Output all of the lines below exactly, and leave out each image.

(Image-grounded pointing data)
##############################
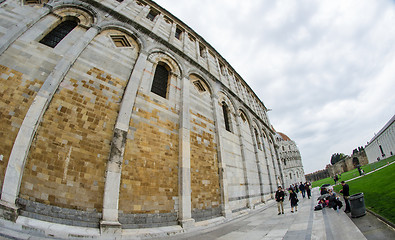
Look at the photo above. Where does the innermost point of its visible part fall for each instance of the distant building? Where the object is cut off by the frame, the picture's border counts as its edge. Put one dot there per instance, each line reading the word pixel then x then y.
pixel 116 115
pixel 382 144
pixel 290 159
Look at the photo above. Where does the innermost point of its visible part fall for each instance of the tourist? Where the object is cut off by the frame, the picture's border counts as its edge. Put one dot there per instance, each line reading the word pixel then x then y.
pixel 336 178
pixel 280 200
pixel 346 195
pixel 308 189
pixel 293 198
pixel 302 189
pixel 334 201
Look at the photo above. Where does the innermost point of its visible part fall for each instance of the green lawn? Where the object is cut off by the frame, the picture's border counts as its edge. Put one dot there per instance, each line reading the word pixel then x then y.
pixel 379 191
pixel 354 173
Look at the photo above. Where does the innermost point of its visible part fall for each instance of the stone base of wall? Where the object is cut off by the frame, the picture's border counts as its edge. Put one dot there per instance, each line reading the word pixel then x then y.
pixel 8 212
pixel 59 215
pixel 201 215
pixel 130 221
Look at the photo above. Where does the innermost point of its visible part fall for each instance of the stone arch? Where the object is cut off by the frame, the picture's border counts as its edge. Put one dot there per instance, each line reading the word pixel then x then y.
pixel 80 118
pixel 86 16
pixel 224 99
pixel 244 116
pixel 196 77
pixel 157 56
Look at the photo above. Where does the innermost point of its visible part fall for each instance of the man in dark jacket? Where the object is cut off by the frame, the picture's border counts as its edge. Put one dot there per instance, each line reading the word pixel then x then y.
pixel 280 200
pixel 346 195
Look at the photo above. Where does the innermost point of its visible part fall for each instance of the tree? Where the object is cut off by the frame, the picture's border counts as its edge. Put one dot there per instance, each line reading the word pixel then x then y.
pixel 336 157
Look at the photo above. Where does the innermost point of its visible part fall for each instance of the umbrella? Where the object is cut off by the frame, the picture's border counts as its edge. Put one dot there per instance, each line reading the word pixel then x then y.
pixel 323 196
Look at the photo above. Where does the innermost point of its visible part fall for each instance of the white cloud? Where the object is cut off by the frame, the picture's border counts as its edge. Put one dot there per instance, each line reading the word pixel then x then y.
pixel 326 68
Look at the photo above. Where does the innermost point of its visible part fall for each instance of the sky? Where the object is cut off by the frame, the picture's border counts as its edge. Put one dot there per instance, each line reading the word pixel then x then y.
pixel 326 68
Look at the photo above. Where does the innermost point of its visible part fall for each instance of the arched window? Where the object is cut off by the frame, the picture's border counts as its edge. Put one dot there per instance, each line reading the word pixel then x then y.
pixel 226 116
pixel 161 80
pixel 59 32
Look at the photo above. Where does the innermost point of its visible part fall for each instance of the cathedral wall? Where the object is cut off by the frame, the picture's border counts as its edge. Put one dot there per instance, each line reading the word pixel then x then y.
pixel 70 102
pixel 206 194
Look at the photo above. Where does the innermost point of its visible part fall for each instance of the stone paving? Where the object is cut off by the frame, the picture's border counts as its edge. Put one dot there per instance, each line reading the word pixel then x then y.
pixel 266 224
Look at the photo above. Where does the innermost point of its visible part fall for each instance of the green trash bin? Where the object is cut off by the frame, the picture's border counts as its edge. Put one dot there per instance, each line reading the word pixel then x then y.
pixel 357 204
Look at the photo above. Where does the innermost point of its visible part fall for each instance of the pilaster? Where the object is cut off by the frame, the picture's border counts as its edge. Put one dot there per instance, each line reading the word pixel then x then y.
pixel 226 211
pixel 109 223
pixel 185 212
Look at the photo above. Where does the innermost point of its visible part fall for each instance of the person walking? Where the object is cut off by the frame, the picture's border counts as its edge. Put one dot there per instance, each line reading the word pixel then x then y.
pixel 293 198
pixel 280 200
pixel 346 195
pixel 302 189
pixel 308 189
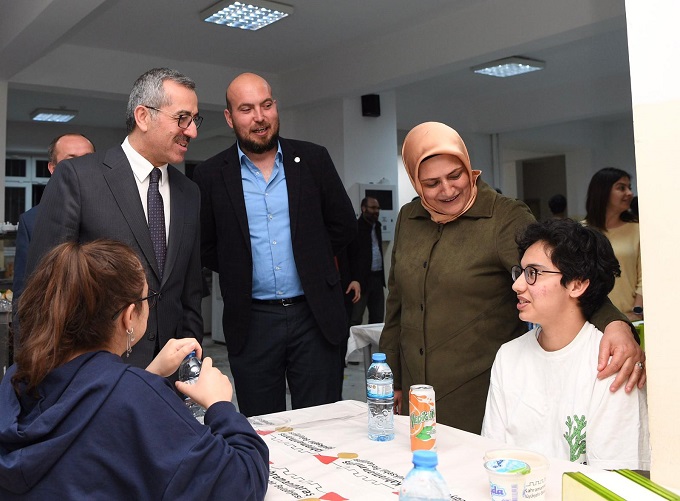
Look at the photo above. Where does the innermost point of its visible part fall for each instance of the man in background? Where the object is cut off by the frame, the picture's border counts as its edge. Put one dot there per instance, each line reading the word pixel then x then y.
pixel 130 193
pixel 274 213
pixel 70 145
pixel 367 251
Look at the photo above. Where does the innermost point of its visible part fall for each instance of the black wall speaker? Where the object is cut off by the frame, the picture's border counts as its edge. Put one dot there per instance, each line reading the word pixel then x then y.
pixel 370 105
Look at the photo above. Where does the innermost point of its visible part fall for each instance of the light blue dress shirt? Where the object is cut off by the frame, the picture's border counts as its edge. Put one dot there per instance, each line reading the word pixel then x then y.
pixel 274 273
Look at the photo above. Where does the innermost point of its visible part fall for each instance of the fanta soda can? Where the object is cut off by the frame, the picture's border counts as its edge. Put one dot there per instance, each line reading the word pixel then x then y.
pixel 423 417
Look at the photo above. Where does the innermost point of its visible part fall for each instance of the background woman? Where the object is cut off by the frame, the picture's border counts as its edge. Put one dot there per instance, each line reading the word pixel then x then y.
pixel 450 304
pixel 76 422
pixel 607 206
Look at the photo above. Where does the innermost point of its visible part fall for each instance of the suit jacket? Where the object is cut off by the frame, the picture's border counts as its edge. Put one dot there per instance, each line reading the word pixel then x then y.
pixel 322 224
pixel 361 250
pixel 24 233
pixel 96 196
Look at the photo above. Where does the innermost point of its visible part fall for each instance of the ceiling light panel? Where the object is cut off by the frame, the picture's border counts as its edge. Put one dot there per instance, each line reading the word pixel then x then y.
pixel 509 67
pixel 47 115
pixel 246 15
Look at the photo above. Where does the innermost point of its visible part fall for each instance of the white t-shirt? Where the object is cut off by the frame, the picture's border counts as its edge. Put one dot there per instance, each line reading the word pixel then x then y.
pixel 553 403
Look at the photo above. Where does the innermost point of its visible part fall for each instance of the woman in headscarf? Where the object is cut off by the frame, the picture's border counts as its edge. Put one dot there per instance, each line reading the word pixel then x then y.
##############################
Exercise result
Look at the photo above. Where does the innermost point of its visible part fall for each instance of the distant building? Where the object is cut off by the frame, the picture's border counts as its edge. Put one dot there per instance, each line reading the word pixel then x then y.
pixel 116 115
pixel 382 144
pixel 290 159
Look at the photo above. Where does the innermost point of its visible part fall for each instance of the tourist? Where the object is cut off by the frame, the picture's border counts as its edge. Put one dot there per instance, each line reading the word pixel then x then y.
pixel 336 178
pixel 280 200
pixel 346 195
pixel 308 189
pixel 293 198
pixel 302 189
pixel 334 201
Look at the photo above. Where does the innermost point of its visible part fall for each instance of the green lawn? Where the object is cut off by the frame, the picture's border counts as its edge. Put one dot there per instance, each line reading the word pixel then x then y.
pixel 379 191
pixel 354 173
Look at the photo above. Where does the innermost point of its visible part fall for each instance of the stone base of wall? Where the object is cut off by the frame, the picture's border counts as its edge. Put one dot there per instance, each line reading the word pixel then x then y.
pixel 8 212
pixel 59 215
pixel 201 215
pixel 130 221
Look at the photo above. Where does the innermost point of its visible part fall for each instance of the stone arch? Where the object is cut off by the frame, the picture's border counts as its edge. Put one dot there per instance, each line reading the word pixel then x then y.
pixel 80 118
pixel 86 16
pixel 224 99
pixel 244 116
pixel 196 77
pixel 157 56
Look at the photo above. Where does the innermost point of its visible part fall for each instance of the man in dark jacket? Where the object is cut off by the frame, the picture's border counts as its edge. Put one dot there per instance, each line reading the word pixel then x then y.
pixel 280 200
pixel 346 195
Look at the photo above. Where does the innermost point of its visible part fall for each instance of the tree? Where the object is cut off by the frame, the picture's border counts as its edge. Put one dot there per instance, each line reading the word pixel then x then y.
pixel 336 157
Look at the photo above. Where does the innermost point of its visible part fall for each instance of the umbrella? Where the object is cut off by the frame, the picture's border counts as its edge. Put one dot there per instance, each line reading the word pixel then x then y.
pixel 323 196
Look at the photo above. Where does the innermost point of its visible part fall for each instance of the white cloud? Where the object is cut off by the frame, the picture's border counts as its edge. Put one dot there per instance, each line reading the word pixel then x then y.
pixel 326 68
Look at the photo above. Where does the innermost point of its visible part fall for each instance of the sky? Where the object is cut off by the frame, the picture's border counts as its edge. Put one dot there per instance, each line reading the word pixel then x then y.
pixel 326 68
Look at the photo above. Where does the innermost point of its visible part fall for each instance of the arched window? Where the object is cut off by the frame, the picture's border counts as its edge. Put one dot there per instance, each line reading the word pixel then x then y.
pixel 226 116
pixel 161 80
pixel 59 32
Look at the photo above. Where does the innermost point of its visible part fall for each instance of the cathedral wall? Where the object is cut off by the frame, the picture's border counts as its edge. Put one dot there per instance, each line reading the word pixel then x then y.
pixel 70 102
pixel 206 194
Look at the photo above. Where does the innermost point of its visible part fall for each instance of the stone paving? Where the object is cut off by the frame, the picture's border counts as its edge. Put one dot there per instance, each line reading the word pixel then x then y.
pixel 266 224
Look at the photo above. Where does the innermost point of its visible part fall for each instance of the green trash bin? Where the object is cut off by the frame, the picture's border counts as its edge. Put one dot there per instance, each line reading the word pixel then x then y.
pixel 357 204
Look at the photo above. Where does the innermost point of its visible part fall for each instance of the pilaster? Where the object is cut off by the frame, the picture's border counts as its edge. Put one dot there per instance, each line reading the word pixel then x then y.
pixel 226 211
pixel 109 223
pixel 185 212
Look at the photo above. Where does the innermost point of its visible part fall for each instance of the person walking? Where the object is cut off by the frame, the picture's border counts as its edge. Put one dot there per instance, each line reading the word pixel then x then y.
pixel 293 198
pixel 280 200
pixel 346 195
pixel 302 189
pixel 308 189
Look at the photo above. Where does the innermost point of its visible part fall for each instance of the man in background? Where the object is cut off by the frame, the picture's border counts as its edge. Put one dot there per instance, each line reading the word pixel then x then y.
pixel 130 193
pixel 274 213
pixel 70 145
pixel 367 251
Look at the photo above. Where does the innermost point of its visible part fall for each instance of the black wall speaker? Where the object is cut off by the frame, the picture's border counts as its edge. Put one dot there per instance, each line reading the word pixel then x then y.
pixel 370 105
Look at the photo above. Where does the innermost point of its visible part fall for each instance of the light blue dress shirt? Where the object is cut off by the frame, the picture's border counts as its edge. Put one dot there per instance, each line reading the word pixel then x then y.
pixel 274 273
Look at the photo above. Where does the innermost point of its visible part fall for each instance of the fanta soda can? Where the object is cut off by the frame, the picture's border counts as its edge. Put one dot there per instance, each line reading the word pixel then x then y.
pixel 423 417
Look at the photo above. Where does the innermost point of its visible part fall for each instance of the background woman? Where the object is cut off by the frame, the picture's border counts as its edge. Put one dot there per instance, each line reading the word pixel then x then y.
pixel 450 304
pixel 76 422
pixel 607 206
Look at the photo above. Where does the innermost point of its visible part fall for each instance of the suit jacket? Where the object is cut off by the frame, the picture's border counts as its edge. Put one dot there per instance, each line reading the word pixel then x then y.
pixel 322 224
pixel 361 250
pixel 24 233
pixel 96 196
Look at the photo above. Where does the innermost point of its visible part fall for each instance of the ceiling light panel? Where the object is cut off by the frame, the picture's border counts as its edge. Put one dot there per instance, each line reading the word pixel then x then y.
pixel 509 67
pixel 47 115
pixel 246 15
Look at the photo above. Where does the innermost point of its visible part fall for each instance of the white t-shirt? Where the object is cut off by the frame, the picture's border counts as its edge. Put one dot there per instance, each line reading the word pixel then x then y.
pixel 553 403
Look at the photo above. Where does the innermost point of its visible part fall for each instance of the woman in headscarf? Where the object is cut off by the frame, the picture's border counts as its edge. Put one dot there per instance, each line reading the word pixel then x then y.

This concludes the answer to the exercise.